--- Start of Document ---

Sound internal controls are typically a priority for large businesses. However SMEs with resource constraints are often discouraged from developing them, making them vulnerable to fraud, financial errors and non-compliance. Here’s some simple steps you can take.
Internal controls help businesses safeguard their assets, assist in the accuracy and reliability of financial information, ensure compliance with financial and regulatory requirements and assist businesses to achieve their objectives.
Sound internal controls are seen as a priority for large businesses who dedicate significant resources to their development and monitoring. Fortunately, these controls are not entirely out of the reach of SMEs.
Here are some cost-effective measures that SMEs can adopt to develop internal controls and avoid common traps:
+ Document control: Sequential numbering of purchase orders, sales invoices, cheques etc. This eases identification of duplicate or missing documents which could indicate signs of fraud or error.
+ Timely reconciliation of bank statements and balance sheet clearing accounts: Unreconciled transactions can often dwell in the accounts for long periods of time and relate to unexplained and erroneous transactions.

--- End of Document ---
--- Start of Given entries ---

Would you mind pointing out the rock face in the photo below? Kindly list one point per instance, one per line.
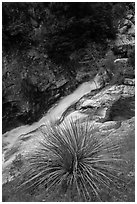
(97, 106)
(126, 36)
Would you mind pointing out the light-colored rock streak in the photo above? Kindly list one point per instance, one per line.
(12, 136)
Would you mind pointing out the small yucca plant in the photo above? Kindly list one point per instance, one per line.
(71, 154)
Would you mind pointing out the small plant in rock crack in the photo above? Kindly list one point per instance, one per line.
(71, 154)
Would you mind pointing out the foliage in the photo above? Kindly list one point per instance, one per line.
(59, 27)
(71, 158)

--- End of Given entries ---
--- Start of Given entries ---

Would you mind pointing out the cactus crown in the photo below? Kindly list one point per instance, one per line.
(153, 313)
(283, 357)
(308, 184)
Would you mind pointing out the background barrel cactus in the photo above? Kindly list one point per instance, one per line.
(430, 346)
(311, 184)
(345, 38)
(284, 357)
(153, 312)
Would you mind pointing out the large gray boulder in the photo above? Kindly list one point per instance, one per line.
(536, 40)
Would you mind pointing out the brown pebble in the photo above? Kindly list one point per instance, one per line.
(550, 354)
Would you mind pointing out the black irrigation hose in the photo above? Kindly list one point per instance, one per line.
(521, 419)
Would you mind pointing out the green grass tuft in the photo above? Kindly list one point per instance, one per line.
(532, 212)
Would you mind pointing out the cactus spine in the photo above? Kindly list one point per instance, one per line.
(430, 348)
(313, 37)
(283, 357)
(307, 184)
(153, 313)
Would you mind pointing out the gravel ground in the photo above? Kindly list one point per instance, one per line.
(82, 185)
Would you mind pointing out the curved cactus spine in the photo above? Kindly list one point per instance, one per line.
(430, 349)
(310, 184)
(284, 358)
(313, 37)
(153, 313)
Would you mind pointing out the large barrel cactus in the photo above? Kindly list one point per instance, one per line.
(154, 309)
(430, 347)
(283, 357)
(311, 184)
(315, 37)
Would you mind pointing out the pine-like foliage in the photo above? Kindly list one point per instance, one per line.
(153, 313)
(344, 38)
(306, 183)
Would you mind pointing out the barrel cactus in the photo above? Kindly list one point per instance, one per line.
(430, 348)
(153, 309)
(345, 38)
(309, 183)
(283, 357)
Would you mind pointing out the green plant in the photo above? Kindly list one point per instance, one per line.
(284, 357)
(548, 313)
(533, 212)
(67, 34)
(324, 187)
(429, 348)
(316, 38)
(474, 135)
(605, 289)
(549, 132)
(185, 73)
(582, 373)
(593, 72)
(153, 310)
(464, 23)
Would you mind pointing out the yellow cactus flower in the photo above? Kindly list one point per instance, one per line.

--- End of Given entries ---

* Given request 1 *
Translate this sentence from the text on internal controls for SMEs into Spanish: "Fortunately, these controls are not entirely out of the reach of SMEs."
* Given request 2 *
Extend the text on internal controls for SMEs past its final sentence, adding further cost-effective measures in the same list format.

* Written answer 1 *
Afortunadamente, estos controles no están del todo fuera del alcance de las pymes.

* Written answer 2 *
+ Independent review and sign-off of payroll and batch payments: This essential control is often overlooked by many businesses. Payroll reports and batch payments can contain errors, either intentional or unintentional. Independent review of these documents increases the chances of such errors being detected and investigated in a timely manner.
+ Physical controls over petty cash and inventory: One person ought to be accountable for reconciliation and safeguarding of petty cash. This reduces the risk of unauthorised petty cash expenditures. High value and small-sized inventory items should be physically locked away and its access limited to the warehouse manager.
+ Separation of purchase requisition and payment authorisation: It is important to have two different roles involved in this function to ensure there is adequate review over purchases and reduce the risk of unauthorised purchases.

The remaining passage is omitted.